Es el principio de la película y del romance entre Gabor y Adele. Unen su destino y hacen fortuna con el número de los cuchillos. La suerte parece acompañarles mientras permanecen juntos, pero les abandona por completo cuando disuelven la sociedad. Adele continúa metiendo la pata con los hombres y Gabor no acierta con su siguiente diana y casi la mata. Termina dando tumbos en Estambul, donde vende sus cuchillos para sobrevivir. De noche, en un refugio para indigentes, su compañero de camastro lloriquea compungido y Gabor le dedica unas enigmáticas palabras para consolarlo: “No se deprima, amigo. Sólo tiene que encontrar una noche en un puente a una chica con ojos grandes y tristes.”

La prueba de que el consejo funciona es la última secuencia de la película. Transcurre en otro puente, el que une las dos orillas del Bósforo. Ahora es Gabor el que parece decidido a saltar y Adele la que acude a su rescate. Ella inicia el diálogo con las mismas palabras que usó él al principio de la película, en una estructura clásica de inversión dramática. La igualdad se restituye y ya pueden proseguir un romance que por eso mismo se antoja más duradero. Otro idilio a anotar en la cuenta de los puentes.

Decíamos en el capítulo dedicado al ferrocarril que son infinidad las películas que empiezan y terminan en estaciones. También son muchas las que empiezan y terminan en puentes. Es lógico que así sea si atendemos a lo referido antes: los personajes deben sufrir un cambio durante el metraje, el llamado arco dramático. Emplazarlos en el mismo escenario pero con distinta actitud es una excelente manera de narrar esa transformación. Otra película que responde a la perfección a dicha estructura es ‘El puente de Waterloo’ (Waterloo Bridge), en cualquiera de sus dos versiones (James Whale, 1931 o Mervin LeRoy, 1940). Su historia es un hito del melodrama romántico: el romance entre un oficial inglés y una bailarina en tiempo de guerra. Las transformaciones que sufren los protagonistas tienen siempre como testigo privilegiado al puente londinense. Nos podemos sonrojar ahora con su trama, tan kitsch y desfasada, pero en su día fue un éxito monumental como lo prueba el hecho de que tuviera dos versiones prácticamente simultáneas.

Extractos de registros de anotación
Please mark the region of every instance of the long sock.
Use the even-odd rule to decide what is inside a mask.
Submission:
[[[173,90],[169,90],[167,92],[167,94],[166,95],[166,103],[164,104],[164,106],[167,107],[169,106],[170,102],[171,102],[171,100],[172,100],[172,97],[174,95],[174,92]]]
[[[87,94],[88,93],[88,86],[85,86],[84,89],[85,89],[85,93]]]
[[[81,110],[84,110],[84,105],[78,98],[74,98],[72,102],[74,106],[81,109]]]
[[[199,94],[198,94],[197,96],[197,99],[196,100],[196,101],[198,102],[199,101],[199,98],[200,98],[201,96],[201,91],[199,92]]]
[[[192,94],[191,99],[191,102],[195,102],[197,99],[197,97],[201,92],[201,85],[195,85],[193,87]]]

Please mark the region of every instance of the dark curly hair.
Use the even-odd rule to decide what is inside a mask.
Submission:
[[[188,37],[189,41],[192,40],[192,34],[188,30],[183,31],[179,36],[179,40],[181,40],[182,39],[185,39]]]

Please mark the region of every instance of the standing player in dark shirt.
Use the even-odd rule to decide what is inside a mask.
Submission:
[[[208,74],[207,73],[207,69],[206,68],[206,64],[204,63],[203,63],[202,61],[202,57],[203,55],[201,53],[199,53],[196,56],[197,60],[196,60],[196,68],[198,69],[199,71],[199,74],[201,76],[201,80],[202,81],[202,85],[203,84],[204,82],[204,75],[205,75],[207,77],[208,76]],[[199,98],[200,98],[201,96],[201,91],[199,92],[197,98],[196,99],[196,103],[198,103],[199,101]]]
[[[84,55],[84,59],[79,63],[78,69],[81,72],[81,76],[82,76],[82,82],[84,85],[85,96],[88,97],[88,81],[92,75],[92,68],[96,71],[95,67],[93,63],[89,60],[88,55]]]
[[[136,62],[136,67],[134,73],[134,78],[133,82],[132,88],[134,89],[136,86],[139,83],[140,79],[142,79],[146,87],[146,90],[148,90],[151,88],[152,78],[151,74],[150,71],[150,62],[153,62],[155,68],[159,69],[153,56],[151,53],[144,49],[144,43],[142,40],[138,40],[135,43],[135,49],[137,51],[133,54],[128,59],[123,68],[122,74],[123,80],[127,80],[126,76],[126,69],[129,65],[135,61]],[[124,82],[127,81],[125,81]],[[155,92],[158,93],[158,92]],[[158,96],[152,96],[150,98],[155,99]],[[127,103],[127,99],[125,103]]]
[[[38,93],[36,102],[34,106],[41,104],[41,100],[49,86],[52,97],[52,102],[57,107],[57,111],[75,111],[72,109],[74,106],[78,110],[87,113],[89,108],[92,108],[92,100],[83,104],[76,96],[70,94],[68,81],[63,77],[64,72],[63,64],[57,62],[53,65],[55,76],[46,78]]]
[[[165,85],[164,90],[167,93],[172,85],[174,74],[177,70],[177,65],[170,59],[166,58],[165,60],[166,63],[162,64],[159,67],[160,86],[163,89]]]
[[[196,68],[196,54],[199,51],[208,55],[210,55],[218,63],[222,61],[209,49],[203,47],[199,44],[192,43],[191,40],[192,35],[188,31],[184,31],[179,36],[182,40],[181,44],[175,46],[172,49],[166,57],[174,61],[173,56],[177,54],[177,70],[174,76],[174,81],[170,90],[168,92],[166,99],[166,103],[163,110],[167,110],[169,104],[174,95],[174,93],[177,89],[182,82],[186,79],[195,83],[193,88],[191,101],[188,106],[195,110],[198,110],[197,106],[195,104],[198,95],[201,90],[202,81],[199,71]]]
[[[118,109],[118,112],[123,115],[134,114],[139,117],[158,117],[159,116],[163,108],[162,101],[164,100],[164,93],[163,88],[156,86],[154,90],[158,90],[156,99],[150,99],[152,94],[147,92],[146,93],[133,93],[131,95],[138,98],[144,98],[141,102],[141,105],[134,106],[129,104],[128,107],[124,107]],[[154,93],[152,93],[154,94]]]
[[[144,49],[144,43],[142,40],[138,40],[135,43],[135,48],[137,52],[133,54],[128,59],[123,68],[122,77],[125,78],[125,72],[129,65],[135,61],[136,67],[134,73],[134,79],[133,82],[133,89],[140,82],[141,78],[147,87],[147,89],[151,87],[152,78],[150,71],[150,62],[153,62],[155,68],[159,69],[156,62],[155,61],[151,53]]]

● **Qué hacer**:
Reproduzca literalmente, del texto sobre los puentes en el cine, todo lo que va desde "La prueba de" hasta "de los puentes.", ambos incluidos.

● **Tarea resuelta**:
La prueba de que el consejo funciona es la última secuencia de la película. Transcurre en otro puente, el que une las dos orillas del Bósforo. Ahora es Gabor el que parece decidido a saltar y Adele la que acude a su rescate. Ella inicia el diálogo con las mismas palabras que usó él al principio de la película, en una estructura clásica de inversión dramática. La igualdad se restituye y ya pueden proseguir un romance que por eso mismo se antoja más duradero. Otro idilio a anotar en la cuenta de los puentes.